━━━ Data for review
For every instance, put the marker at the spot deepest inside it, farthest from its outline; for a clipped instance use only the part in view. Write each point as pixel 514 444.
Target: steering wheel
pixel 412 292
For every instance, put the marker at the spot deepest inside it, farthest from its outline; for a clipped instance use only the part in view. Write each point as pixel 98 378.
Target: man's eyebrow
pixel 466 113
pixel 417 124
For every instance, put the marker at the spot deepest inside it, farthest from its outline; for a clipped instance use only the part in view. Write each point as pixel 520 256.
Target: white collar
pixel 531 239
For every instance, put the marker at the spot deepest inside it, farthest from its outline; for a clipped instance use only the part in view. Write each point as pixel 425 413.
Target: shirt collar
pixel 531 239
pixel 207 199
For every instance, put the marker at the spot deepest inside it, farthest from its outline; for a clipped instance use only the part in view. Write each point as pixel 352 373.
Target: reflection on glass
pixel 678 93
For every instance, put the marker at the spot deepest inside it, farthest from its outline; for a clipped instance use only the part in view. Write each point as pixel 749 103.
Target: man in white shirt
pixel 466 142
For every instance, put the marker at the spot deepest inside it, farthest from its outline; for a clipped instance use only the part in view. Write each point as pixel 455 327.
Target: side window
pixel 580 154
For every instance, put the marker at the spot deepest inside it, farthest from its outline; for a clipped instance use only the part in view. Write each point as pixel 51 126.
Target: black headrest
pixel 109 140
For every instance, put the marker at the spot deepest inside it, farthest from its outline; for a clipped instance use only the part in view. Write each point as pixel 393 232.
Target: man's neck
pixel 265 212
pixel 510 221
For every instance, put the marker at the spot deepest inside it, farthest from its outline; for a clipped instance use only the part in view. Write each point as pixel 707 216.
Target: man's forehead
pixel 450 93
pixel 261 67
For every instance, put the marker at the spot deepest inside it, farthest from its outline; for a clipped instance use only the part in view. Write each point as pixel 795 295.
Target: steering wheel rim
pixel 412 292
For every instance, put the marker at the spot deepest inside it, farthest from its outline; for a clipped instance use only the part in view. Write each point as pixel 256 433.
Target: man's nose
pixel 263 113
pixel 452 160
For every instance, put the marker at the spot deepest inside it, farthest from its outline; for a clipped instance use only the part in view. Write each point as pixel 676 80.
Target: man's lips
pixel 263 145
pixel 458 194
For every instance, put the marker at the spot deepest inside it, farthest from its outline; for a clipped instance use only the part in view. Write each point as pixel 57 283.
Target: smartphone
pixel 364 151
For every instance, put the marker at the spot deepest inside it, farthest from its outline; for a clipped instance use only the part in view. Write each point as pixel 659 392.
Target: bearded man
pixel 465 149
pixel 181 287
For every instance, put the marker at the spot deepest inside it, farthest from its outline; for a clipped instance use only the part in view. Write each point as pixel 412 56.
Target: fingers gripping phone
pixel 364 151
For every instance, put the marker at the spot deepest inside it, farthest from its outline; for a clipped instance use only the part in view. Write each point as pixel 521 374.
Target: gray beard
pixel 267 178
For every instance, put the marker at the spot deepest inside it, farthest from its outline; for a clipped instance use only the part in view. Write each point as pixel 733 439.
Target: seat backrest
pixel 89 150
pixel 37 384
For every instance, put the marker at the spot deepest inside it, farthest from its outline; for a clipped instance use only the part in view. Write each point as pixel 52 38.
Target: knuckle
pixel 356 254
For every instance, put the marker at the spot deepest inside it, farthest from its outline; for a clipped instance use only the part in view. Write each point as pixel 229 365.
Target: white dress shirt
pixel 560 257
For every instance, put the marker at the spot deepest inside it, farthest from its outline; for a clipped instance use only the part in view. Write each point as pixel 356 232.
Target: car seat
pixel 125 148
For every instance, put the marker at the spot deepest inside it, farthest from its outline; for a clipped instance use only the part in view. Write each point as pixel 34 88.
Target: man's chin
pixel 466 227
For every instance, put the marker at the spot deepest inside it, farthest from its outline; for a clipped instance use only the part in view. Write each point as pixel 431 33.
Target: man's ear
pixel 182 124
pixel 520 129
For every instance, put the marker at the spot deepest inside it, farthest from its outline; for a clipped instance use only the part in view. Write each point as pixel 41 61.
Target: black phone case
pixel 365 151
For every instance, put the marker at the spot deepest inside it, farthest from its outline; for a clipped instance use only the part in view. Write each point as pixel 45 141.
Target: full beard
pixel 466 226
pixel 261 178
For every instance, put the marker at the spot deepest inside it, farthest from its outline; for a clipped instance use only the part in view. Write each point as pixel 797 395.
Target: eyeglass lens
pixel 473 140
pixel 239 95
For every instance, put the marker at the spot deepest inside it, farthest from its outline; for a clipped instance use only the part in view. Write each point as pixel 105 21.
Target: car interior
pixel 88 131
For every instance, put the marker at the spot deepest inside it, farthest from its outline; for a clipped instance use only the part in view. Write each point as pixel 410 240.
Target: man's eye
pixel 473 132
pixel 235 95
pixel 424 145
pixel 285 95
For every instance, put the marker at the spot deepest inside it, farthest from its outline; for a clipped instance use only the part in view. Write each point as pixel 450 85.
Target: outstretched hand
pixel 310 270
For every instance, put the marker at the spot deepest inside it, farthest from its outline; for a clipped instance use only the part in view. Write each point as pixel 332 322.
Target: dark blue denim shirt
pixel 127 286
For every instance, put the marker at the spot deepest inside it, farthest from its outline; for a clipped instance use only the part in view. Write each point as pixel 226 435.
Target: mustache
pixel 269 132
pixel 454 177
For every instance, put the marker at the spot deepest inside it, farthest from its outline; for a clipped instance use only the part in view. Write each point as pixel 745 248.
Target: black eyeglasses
━━━━━━
* _Your goal_
Each record above is to be reproduced verbatim.

* _Solution for this exercise_
For every instance, put the marker at the spot deepest inside it, farthest from its outline; for a clipped instance use only the part in view. Write each point as pixel 514 444.
Target: steering wheel
pixel 412 292
For every instance, put the marker at the spot deepest inside it, farthest from its outline; for a clipped instance use only the part in view. Write each point as pixel 98 378.
Target: man's eyebrow
pixel 466 113
pixel 417 124
For every instance, put the marker at the spot deepest inside it, farthest from its outline; for a clipped instance use only the part in view. Write each point as pixel 520 256.
Target: white collar
pixel 531 239
For every instance, put the marker at the spot deepest inside it, farthest from its outline; for a clipped instance use only the part in view. Write each point as pixel 425 413.
Target: shirt collar
pixel 531 239
pixel 207 199
For every instance, put the marker at the spot deepest inside it, farthest from its outline; for a clipped instance use only the part in view. Write each point as pixel 352 373.
Target: reflection on glass
pixel 678 93
For every instance, put the marker at the spot deepest inside it, farthest from its outline; for a clipped instance use only the part in view. Write each point as pixel 749 103.
Target: man in white shirt
pixel 466 142
For every instance, put the marker at the spot deepest inside it, farthest from its outline; for a clipped instance use only the part in view. Write each point as pixel 455 327.
Target: side window
pixel 580 154
For every instance, put the marker at the spot deepest inside it, farthest from its outline; for a clipped instance use only the part in view. Write each point as pixel 51 126.
Target: black headrest
pixel 109 140
For every instance, put the marker at the spot deepest inside it, farthest from its outline; for a clipped instance use only the part in view. Write each point as pixel 393 232.
Target: man's neck
pixel 265 212
pixel 510 221
For every instance, put the marker at the spot deepest inside it, farthest from its outline; for a clipped instance use only the part in view. Write each point as pixel 707 216.
Target: man's forehead
pixel 450 93
pixel 261 67
For every instance, put the marker at the spot deepest inside it, farthest from its outline; for a clipped instance use only the part in view. Write each point as pixel 795 295.
Target: steering wheel rim
pixel 412 292
For every instance, put the marker at the spot deepest inside it, farthest from its outline; for a clipped instance use only the part in view. Write each point as pixel 256 433.
Target: man's nose
pixel 263 113
pixel 452 160
For every instance, put the marker at the spot deepest inside it, farthest from its outline; for a clipped instance use only the part in view. Write each point as pixel 676 80.
Target: man's lips
pixel 263 145
pixel 458 194
For every instance, put the marker at the spot deepest inside it, farthest from its outline; for a clipped instance use only the part in view. Write each point as pixel 57 283.
Target: smartphone
pixel 364 151
For every instance, put the marker at the spot deepest inside it, farthest from its outline; for a clipped instance use only the part in view. Write each point as pixel 659 392.
Target: bearded man
pixel 465 149
pixel 181 287
For every instance, put the marker at the spot deepest inside it, farthest from its outline; for a clipped instance use only the part in view. Write each point as pixel 412 56.
Target: fingers gripping phone
pixel 364 151
For every instance, put the marker at the spot deepest inside it, farthest from its outline; for a clipped instance use only the part in view. Write each point as pixel 521 374.
Target: gray beard
pixel 267 178
For every instance, put the marker at the spot deepest inside it, farthest from its outline; for a clipped instance use only the part in view. Write each point as pixel 733 439.
Target: seat backrest
pixel 89 150
pixel 37 384
For every instance, put the marker at the spot deepest inside it, farthest from its outline; for a clipped instance use only the part in view. Write each point as pixel 52 38.
Target: knuckle
pixel 356 254
For every instance, put the marker at the spot deepest inside it, farthest from its outline; for a clipped instance use only the part in view. Write each point as pixel 229 365.
Target: white dress shirt
pixel 560 257
For every instance, put the marker at the spot deepest inside it, farthest from its outline; for a clipped instance use only the part in view. Write each point as pixel 356 232.
Target: car seat
pixel 125 148
For every instance, put the marker at the spot deepest inside it, farthest from its outline; for a clipped instance use only the part in view. Write each point as pixel 34 88.
Target: man's chin
pixel 466 227
For every instance, put the marker at the spot deepest inside it, farthest from its outline; for a clipped instance use only the part in view. Write each point as pixel 431 33.
Target: man's ear
pixel 182 124
pixel 520 129
For every instance, put the marker at the spot deepest inside it, farthest from its outline; for a clipped instance use only the part in view. Write each point as pixel 41 61.
Target: black phone case
pixel 365 151
For every instance, put the marker at the spot deepest inside it, farthest from its outline; for a clipped instance use only the part in view. Write each point as pixel 45 141.
Target: full beard
pixel 466 226
pixel 261 178
For every instance, put the marker at the spot deepest inside it, farthest from its outline; for a clipped instance use only the part in view. Write each point as pixel 797 395.
Target: eyeglass lens
pixel 473 140
pixel 239 95
For every instance, put the marker at the spot deepest inside it, farthest from its outline; for a clipped instance use only the part in view. Write each point as pixel 105 21.
Target: car interior
pixel 88 131
For every instance, put the marker at the spot deepest inside it, farthest from its outline; for a clipped instance use only the part in view. Write each point as pixel 410 240.
Target: man's eye
pixel 473 132
pixel 235 95
pixel 424 145
pixel 285 95
For every instance, put the marker at the spot deepest inside it, farthest from its outline; for a clipped instance use only the part in view. Write each point as pixel 450 85.
Target: outstretched hand
pixel 310 270
For every instance, put the marker at the spot deepest inside it, farthest from its outline; for a clipped instance use only the part in view. Write each point as pixel 332 322.
Target: dark blue denim shirt
pixel 127 286
For every instance, put the marker at the spot deepest inside it, farthest from its outline; for a clipped instance use only the part in view. Write each point as pixel 226 435.
Target: mustache
pixel 269 132
pixel 454 177
For every instance, put the marker at the spot deepest inside it, farthest from its outline; for a clipped instance use only the part in view. Write each point as pixel 745 248.
Target: black eyeglasses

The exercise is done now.